◆ EXERCISE:
Output the line that contains "the child in" and every line after it to the end of the entries, with nothing added or left out.

◆ DATASET RECORDS:
________________________________________

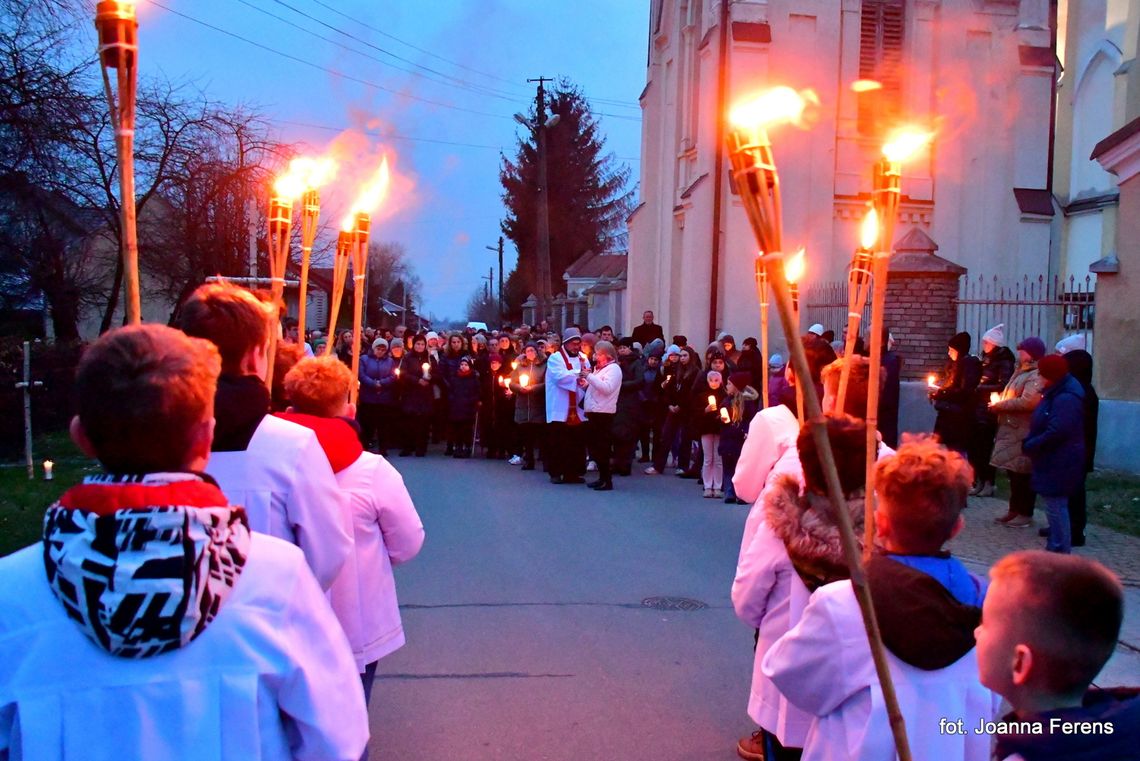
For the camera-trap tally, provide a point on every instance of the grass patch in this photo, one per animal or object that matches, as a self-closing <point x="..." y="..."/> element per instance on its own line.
<point x="23" y="500"/>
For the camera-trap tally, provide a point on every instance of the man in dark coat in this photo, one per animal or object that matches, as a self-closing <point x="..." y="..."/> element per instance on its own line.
<point x="648" y="329"/>
<point x="954" y="398"/>
<point x="1056" y="447"/>
<point x="1080" y="363"/>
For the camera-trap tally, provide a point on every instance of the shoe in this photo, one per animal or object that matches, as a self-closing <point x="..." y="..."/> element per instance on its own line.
<point x="751" y="747"/>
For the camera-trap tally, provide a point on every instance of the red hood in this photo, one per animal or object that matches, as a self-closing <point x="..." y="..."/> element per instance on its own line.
<point x="336" y="436"/>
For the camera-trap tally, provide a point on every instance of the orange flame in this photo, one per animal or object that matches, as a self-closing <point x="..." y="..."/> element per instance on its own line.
<point x="371" y="196"/>
<point x="780" y="105"/>
<point x="303" y="174"/>
<point x="796" y="267"/>
<point x="904" y="142"/>
<point x="869" y="231"/>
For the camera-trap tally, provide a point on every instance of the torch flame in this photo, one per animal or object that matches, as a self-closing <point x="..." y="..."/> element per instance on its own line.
<point x="780" y="105"/>
<point x="796" y="267"/>
<point x="303" y="174"/>
<point x="371" y="196"/>
<point x="869" y="232"/>
<point x="904" y="142"/>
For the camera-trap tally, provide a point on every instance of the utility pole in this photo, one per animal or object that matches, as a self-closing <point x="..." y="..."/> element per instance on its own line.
<point x="502" y="304"/>
<point x="545" y="297"/>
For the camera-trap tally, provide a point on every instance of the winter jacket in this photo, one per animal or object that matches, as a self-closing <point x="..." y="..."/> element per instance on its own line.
<point x="379" y="383"/>
<point x="1056" y="440"/>
<point x="1118" y="708"/>
<point x="823" y="667"/>
<point x="530" y="402"/>
<point x="996" y="369"/>
<point x="463" y="397"/>
<point x="1080" y="362"/>
<point x="132" y="567"/>
<point x="275" y="471"/>
<point x="416" y="398"/>
<point x="734" y="432"/>
<point x="795" y="543"/>
<point x="1020" y="397"/>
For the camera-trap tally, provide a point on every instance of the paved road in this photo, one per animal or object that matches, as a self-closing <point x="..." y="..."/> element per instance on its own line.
<point x="527" y="636"/>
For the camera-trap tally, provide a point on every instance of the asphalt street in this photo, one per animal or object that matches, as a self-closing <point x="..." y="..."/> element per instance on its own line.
<point x="527" y="632"/>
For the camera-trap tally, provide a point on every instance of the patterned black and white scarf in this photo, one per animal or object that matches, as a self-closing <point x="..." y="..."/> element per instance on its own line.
<point x="144" y="563"/>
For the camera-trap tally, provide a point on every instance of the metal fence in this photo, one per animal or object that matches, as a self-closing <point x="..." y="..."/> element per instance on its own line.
<point x="1049" y="307"/>
<point x="827" y="304"/>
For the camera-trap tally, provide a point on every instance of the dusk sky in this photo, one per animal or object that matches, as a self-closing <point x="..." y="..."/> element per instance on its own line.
<point x="446" y="206"/>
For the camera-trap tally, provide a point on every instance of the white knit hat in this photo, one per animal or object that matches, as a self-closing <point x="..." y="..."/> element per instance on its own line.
<point x="1071" y="343"/>
<point x="995" y="335"/>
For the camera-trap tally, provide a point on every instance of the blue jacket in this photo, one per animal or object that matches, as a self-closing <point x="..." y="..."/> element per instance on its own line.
<point x="377" y="381"/>
<point x="1056" y="440"/>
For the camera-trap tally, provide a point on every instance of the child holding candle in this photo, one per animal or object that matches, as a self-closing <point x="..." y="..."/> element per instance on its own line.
<point x="151" y="618"/>
<point x="387" y="529"/>
<point x="528" y="382"/>
<point x="740" y="406"/>
<point x="706" y="423"/>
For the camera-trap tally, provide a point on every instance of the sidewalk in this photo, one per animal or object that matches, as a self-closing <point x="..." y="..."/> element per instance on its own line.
<point x="983" y="542"/>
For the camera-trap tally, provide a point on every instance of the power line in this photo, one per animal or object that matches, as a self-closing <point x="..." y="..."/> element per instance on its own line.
<point x="324" y="68"/>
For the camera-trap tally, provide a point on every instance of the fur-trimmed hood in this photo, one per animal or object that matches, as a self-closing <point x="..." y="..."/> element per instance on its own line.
<point x="804" y="524"/>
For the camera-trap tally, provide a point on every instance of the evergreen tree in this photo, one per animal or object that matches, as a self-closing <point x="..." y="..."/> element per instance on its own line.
<point x="588" y="198"/>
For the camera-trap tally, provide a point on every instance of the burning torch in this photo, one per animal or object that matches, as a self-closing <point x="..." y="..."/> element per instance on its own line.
<point x="755" y="173"/>
<point x="901" y="145"/>
<point x="117" y="26"/>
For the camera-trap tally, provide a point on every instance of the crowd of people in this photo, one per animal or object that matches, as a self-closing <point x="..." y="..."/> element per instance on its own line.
<point x="224" y="588"/>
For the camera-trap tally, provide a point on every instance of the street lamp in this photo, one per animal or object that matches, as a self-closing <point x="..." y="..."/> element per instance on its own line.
<point x="117" y="26"/>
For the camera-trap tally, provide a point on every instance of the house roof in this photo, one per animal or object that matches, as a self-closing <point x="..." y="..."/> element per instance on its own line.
<point x="592" y="267"/>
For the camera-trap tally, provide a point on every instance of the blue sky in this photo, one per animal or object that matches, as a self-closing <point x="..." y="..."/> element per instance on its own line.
<point x="446" y="206"/>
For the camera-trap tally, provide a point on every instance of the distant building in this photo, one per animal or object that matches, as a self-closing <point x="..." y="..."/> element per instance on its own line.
<point x="979" y="72"/>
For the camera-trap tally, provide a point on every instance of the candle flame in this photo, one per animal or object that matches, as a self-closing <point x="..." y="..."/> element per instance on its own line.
<point x="904" y="142"/>
<point x="780" y="105"/>
<point x="869" y="231"/>
<point x="371" y="196"/>
<point x="796" y="267"/>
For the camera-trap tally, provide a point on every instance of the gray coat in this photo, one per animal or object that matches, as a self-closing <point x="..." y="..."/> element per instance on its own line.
<point x="530" y="404"/>
<point x="1015" y="410"/>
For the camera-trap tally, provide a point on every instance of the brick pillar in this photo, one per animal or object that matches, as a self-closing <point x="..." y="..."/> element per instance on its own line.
<point x="921" y="309"/>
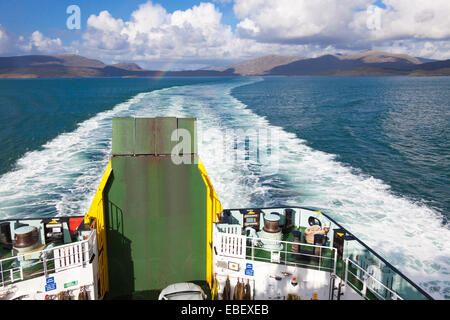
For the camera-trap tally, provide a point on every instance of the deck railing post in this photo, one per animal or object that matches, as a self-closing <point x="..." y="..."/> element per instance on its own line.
<point x="1" y="271"/>
<point x="44" y="263"/>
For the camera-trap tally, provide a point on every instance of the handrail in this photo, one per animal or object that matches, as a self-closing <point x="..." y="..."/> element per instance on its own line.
<point x="419" y="289"/>
<point x="86" y="246"/>
<point x="286" y="252"/>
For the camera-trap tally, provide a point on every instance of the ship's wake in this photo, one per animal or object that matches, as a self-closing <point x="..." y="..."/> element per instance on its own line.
<point x="61" y="179"/>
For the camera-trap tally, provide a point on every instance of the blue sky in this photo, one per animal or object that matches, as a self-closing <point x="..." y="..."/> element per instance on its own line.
<point x="188" y="34"/>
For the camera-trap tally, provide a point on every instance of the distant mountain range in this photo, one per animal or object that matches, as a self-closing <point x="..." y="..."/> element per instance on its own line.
<point x="365" y="63"/>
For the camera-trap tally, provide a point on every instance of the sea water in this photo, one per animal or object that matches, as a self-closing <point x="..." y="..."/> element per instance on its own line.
<point x="372" y="152"/>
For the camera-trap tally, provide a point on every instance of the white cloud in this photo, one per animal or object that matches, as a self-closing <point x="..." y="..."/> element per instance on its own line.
<point x="347" y="24"/>
<point x="153" y="33"/>
<point x="35" y="43"/>
<point x="414" y="19"/>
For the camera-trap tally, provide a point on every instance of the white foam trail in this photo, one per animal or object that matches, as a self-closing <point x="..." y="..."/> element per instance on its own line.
<point x="410" y="235"/>
<point x="65" y="174"/>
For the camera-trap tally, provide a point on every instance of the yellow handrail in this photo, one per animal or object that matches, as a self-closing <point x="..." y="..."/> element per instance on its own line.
<point x="97" y="212"/>
<point x="213" y="208"/>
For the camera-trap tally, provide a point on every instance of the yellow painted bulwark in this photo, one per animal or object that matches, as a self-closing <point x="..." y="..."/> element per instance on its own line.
<point x="213" y="208"/>
<point x="96" y="211"/>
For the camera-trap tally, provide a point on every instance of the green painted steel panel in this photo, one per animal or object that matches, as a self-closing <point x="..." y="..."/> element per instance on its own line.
<point x="155" y="213"/>
<point x="189" y="124"/>
<point x="123" y="136"/>
<point x="164" y="128"/>
<point x="145" y="136"/>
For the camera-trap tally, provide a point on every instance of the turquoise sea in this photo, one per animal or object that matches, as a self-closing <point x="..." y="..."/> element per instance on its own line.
<point x="372" y="152"/>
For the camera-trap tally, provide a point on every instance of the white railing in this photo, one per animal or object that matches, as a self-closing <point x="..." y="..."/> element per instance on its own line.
<point x="55" y="259"/>
<point x="231" y="245"/>
<point x="366" y="278"/>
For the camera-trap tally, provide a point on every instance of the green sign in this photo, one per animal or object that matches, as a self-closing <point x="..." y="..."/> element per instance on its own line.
<point x="70" y="284"/>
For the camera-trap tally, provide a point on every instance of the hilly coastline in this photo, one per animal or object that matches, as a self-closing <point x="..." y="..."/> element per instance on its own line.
<point x="365" y="63"/>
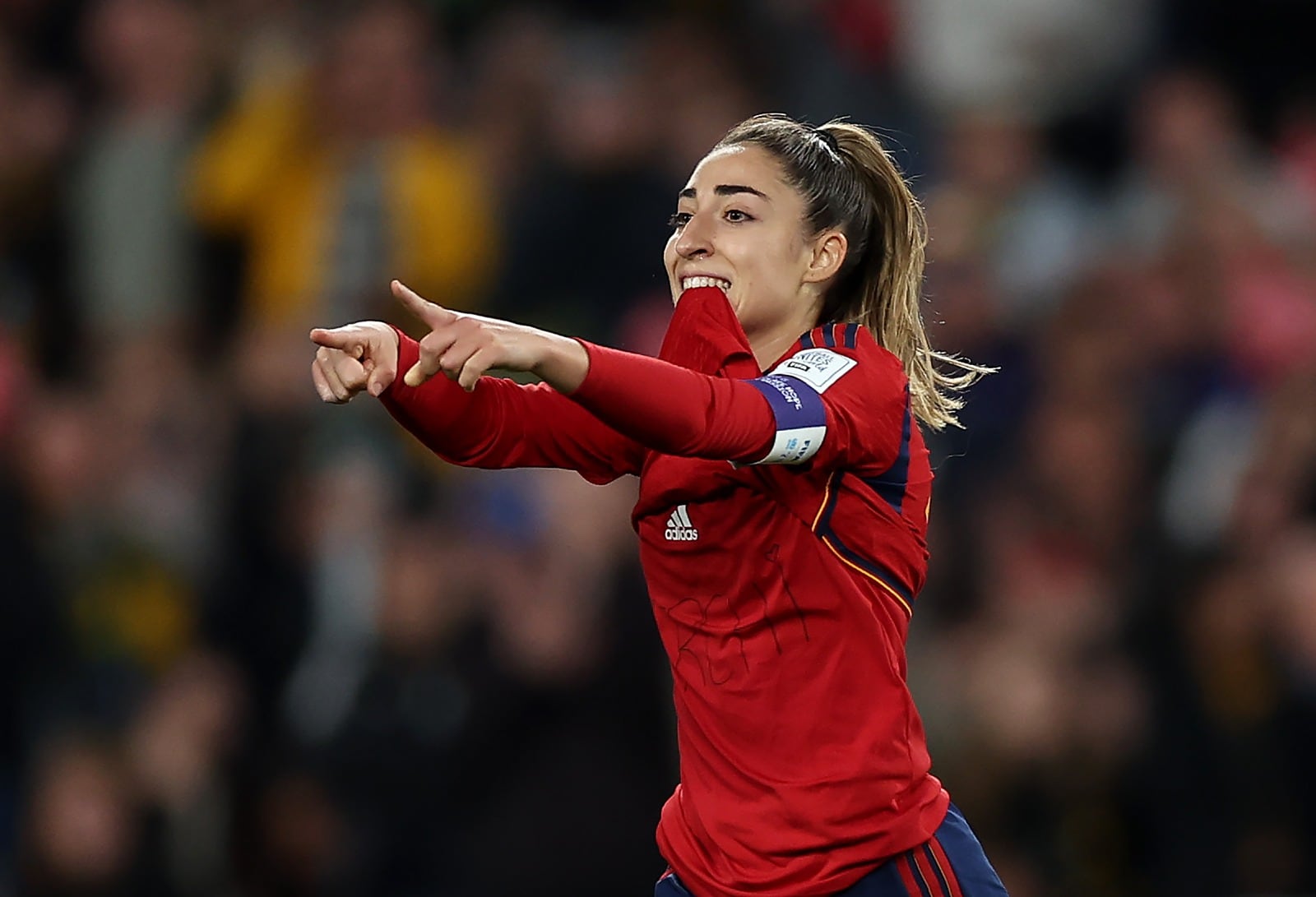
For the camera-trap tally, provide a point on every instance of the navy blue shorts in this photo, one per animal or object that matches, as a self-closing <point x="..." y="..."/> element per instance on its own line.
<point x="952" y="864"/>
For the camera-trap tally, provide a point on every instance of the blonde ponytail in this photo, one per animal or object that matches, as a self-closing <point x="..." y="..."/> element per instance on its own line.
<point x="887" y="295"/>
<point x="850" y="182"/>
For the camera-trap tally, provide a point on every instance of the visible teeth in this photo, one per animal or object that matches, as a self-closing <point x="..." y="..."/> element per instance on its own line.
<point x="690" y="283"/>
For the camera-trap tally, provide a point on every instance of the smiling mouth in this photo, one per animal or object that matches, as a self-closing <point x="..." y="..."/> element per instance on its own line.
<point x="691" y="283"/>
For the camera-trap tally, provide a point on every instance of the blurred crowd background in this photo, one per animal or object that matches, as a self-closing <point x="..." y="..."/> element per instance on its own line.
<point x="257" y="646"/>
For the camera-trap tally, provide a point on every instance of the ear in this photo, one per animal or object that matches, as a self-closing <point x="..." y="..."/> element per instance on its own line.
<point x="827" y="257"/>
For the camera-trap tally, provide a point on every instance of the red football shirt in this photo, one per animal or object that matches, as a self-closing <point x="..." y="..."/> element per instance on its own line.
<point x="782" y="583"/>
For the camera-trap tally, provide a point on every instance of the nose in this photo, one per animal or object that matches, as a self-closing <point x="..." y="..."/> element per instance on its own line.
<point x="695" y="241"/>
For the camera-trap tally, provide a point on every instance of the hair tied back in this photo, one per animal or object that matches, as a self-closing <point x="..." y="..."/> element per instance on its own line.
<point x="828" y="138"/>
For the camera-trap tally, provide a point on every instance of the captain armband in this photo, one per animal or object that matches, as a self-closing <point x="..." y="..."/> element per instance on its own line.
<point x="794" y="391"/>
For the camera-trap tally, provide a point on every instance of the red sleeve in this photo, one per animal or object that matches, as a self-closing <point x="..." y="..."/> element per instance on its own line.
<point x="506" y="423"/>
<point x="675" y="410"/>
<point x="864" y="390"/>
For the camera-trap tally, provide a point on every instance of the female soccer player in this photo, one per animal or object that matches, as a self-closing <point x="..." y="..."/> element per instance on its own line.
<point x="783" y="502"/>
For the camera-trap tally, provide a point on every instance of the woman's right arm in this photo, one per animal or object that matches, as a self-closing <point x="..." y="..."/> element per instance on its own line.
<point x="499" y="425"/>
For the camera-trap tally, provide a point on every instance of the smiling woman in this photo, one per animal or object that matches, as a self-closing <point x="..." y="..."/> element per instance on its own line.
<point x="785" y="581"/>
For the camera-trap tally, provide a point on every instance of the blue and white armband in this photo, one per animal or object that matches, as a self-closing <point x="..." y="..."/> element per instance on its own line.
<point x="794" y="390"/>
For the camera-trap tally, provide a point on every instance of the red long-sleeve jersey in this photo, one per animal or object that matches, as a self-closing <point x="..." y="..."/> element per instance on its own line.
<point x="782" y="522"/>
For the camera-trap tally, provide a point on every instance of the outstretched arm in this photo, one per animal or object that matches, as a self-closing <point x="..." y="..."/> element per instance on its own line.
<point x="500" y="425"/>
<point x="660" y="405"/>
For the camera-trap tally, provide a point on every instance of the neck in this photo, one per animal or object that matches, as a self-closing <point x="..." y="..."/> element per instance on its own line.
<point x="770" y="344"/>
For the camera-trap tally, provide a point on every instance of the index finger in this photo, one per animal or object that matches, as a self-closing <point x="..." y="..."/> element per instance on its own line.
<point x="428" y="312"/>
<point x="341" y="338"/>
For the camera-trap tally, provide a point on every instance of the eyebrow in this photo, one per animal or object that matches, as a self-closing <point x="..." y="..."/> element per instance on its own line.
<point x="725" y="190"/>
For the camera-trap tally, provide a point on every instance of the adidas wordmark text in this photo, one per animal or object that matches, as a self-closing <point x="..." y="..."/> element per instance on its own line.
<point x="679" y="528"/>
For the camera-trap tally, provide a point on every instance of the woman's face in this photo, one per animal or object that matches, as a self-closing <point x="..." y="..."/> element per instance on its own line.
<point x="741" y="225"/>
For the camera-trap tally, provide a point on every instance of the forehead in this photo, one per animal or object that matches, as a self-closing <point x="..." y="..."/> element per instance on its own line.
<point x="748" y="164"/>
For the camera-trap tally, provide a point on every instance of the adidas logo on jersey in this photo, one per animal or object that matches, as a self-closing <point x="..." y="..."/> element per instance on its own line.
<point x="679" y="528"/>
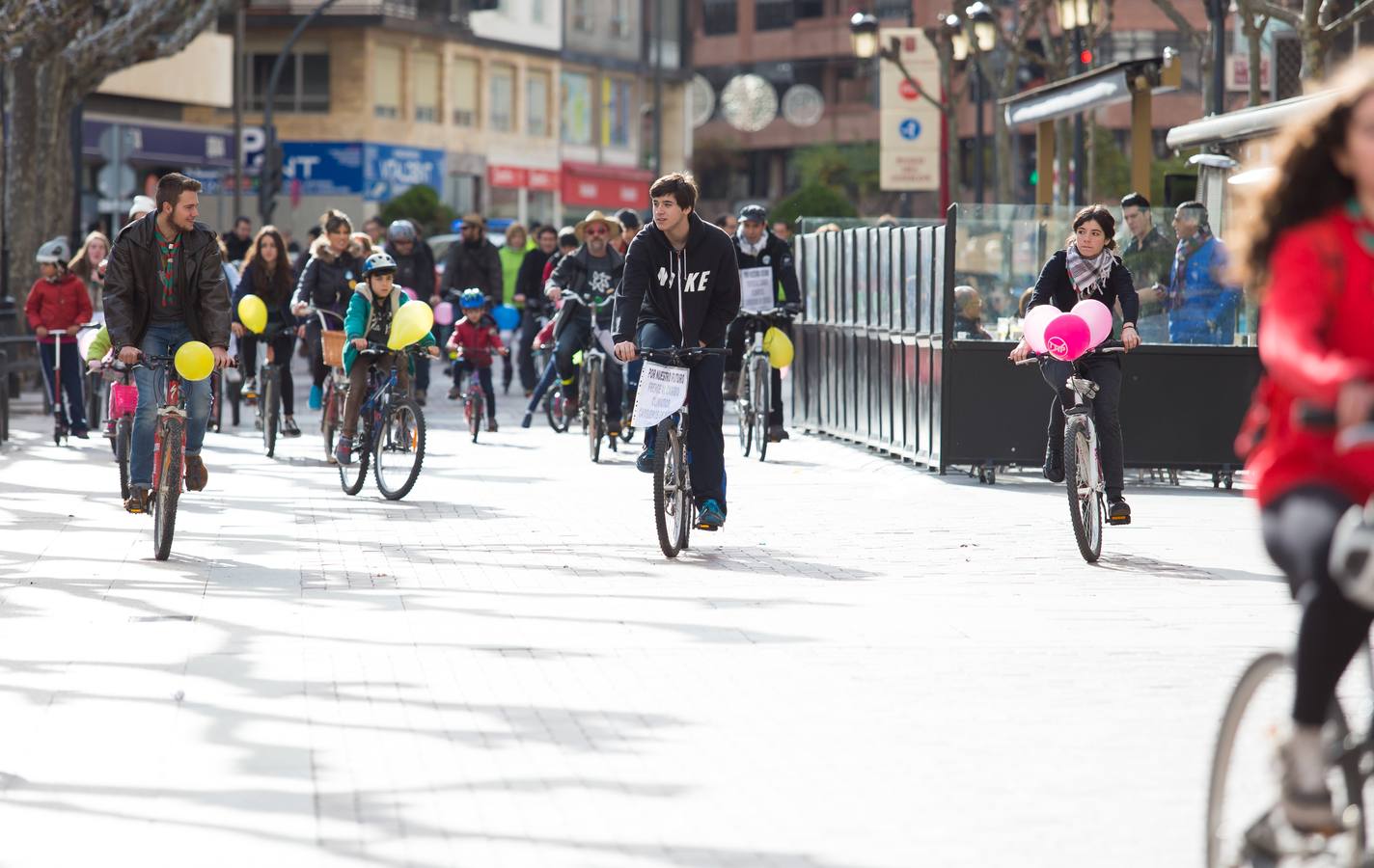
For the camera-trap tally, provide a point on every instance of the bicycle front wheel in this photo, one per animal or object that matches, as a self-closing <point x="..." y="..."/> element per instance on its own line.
<point x="1245" y="823"/>
<point x="400" y="449"/>
<point x="1085" y="499"/>
<point x="670" y="493"/>
<point x="169" y="486"/>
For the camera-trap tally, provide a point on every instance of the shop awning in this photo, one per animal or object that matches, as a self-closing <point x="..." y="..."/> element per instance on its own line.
<point x="609" y="187"/>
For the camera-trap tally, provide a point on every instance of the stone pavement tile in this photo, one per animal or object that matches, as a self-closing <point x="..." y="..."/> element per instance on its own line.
<point x="870" y="666"/>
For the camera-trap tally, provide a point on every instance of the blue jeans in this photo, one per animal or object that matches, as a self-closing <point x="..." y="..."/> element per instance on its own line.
<point x="164" y="339"/>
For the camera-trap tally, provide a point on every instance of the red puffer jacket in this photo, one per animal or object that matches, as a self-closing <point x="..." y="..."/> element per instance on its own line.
<point x="58" y="304"/>
<point x="1314" y="339"/>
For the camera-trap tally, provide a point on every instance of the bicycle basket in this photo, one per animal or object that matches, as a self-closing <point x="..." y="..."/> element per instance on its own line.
<point x="333" y="343"/>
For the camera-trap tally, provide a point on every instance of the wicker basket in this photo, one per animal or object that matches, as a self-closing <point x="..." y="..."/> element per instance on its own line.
<point x="333" y="343"/>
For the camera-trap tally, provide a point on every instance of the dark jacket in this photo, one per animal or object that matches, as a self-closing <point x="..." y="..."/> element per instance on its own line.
<point x="415" y="271"/>
<point x="573" y="274"/>
<point x="132" y="281"/>
<point x="278" y="311"/>
<point x="1054" y="287"/>
<point x="479" y="265"/>
<point x="329" y="278"/>
<point x="697" y="285"/>
<point x="529" y="282"/>
<point x="777" y="255"/>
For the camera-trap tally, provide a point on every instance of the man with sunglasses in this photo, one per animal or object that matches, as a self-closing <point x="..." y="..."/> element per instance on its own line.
<point x="593" y="272"/>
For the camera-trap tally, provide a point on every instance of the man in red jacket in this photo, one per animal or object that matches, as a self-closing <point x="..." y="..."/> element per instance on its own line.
<point x="58" y="305"/>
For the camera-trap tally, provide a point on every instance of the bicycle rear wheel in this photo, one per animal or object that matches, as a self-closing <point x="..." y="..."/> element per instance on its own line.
<point x="1085" y="501"/>
<point x="761" y="382"/>
<point x="123" y="440"/>
<point x="400" y="449"/>
<point x="1245" y="823"/>
<point x="671" y="504"/>
<point x="269" y="400"/>
<point x="169" y="486"/>
<point x="353" y="475"/>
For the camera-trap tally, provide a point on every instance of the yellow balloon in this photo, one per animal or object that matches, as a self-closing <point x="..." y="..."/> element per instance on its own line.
<point x="411" y="323"/>
<point x="194" y="360"/>
<point x="253" y="313"/>
<point x="778" y="346"/>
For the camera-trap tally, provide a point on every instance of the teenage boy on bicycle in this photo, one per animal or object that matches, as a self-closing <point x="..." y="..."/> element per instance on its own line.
<point x="369" y="320"/>
<point x="682" y="288"/>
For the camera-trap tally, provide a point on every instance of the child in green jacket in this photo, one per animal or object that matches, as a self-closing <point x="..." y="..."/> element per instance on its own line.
<point x="369" y="320"/>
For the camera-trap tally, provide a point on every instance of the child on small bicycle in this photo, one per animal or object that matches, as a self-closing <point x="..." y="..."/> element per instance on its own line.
<point x="476" y="339"/>
<point x="58" y="305"/>
<point x="369" y="321"/>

________________________________________

◆ TASK OUTPUT:
For the camera-trap tally, provide a point on every instance of the child in green jacket in this photo, one per animal or object that matches, as a self-closing <point x="..." y="..."/> element per instance on its own line.
<point x="369" y="320"/>
For the camera-trap tally, provide a point on every instance of the child on small bicycle in this photo, one per animal or object that matches, as a self-closing <point x="..." y="..."/> element per instance on its own line.
<point x="476" y="339"/>
<point x="58" y="305"/>
<point x="369" y="321"/>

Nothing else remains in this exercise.